[Stored entries]
☆ ☆ ☆ ☆

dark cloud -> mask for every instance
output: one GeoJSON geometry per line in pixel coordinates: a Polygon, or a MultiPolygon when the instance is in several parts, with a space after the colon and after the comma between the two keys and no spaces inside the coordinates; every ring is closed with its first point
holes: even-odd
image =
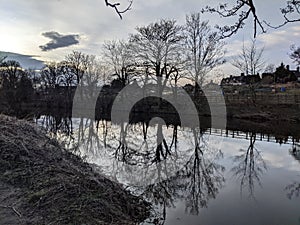
{"type": "Polygon", "coordinates": [[[39,46],[42,51],[51,51],[53,49],[68,47],[79,43],[79,35],[77,34],[62,35],[58,32],[50,31],[42,33],[42,35],[52,39],[47,44],[39,46]]]}
{"type": "Polygon", "coordinates": [[[0,51],[0,58],[2,56],[7,57],[6,60],[15,60],[18,61],[21,66],[25,69],[41,69],[44,67],[44,62],[38,59],[35,59],[36,55],[23,55],[14,52],[3,52],[0,51]],[[35,57],[35,58],[33,58],[35,57]]]}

☆ ☆ ☆ ☆

Whenever the string "every" shows up in a line of the records, copy that line.

» PROBLEM SOLUTION:
dark cloud -> mask for every instance
output: one GeoJSON geometry per line in pixel coordinates: a Polygon, or a MultiPolygon when the instance is in several parts, with a space after the colon and after the comma between the two keys and no spaces inside the coordinates; every ring is closed with its first point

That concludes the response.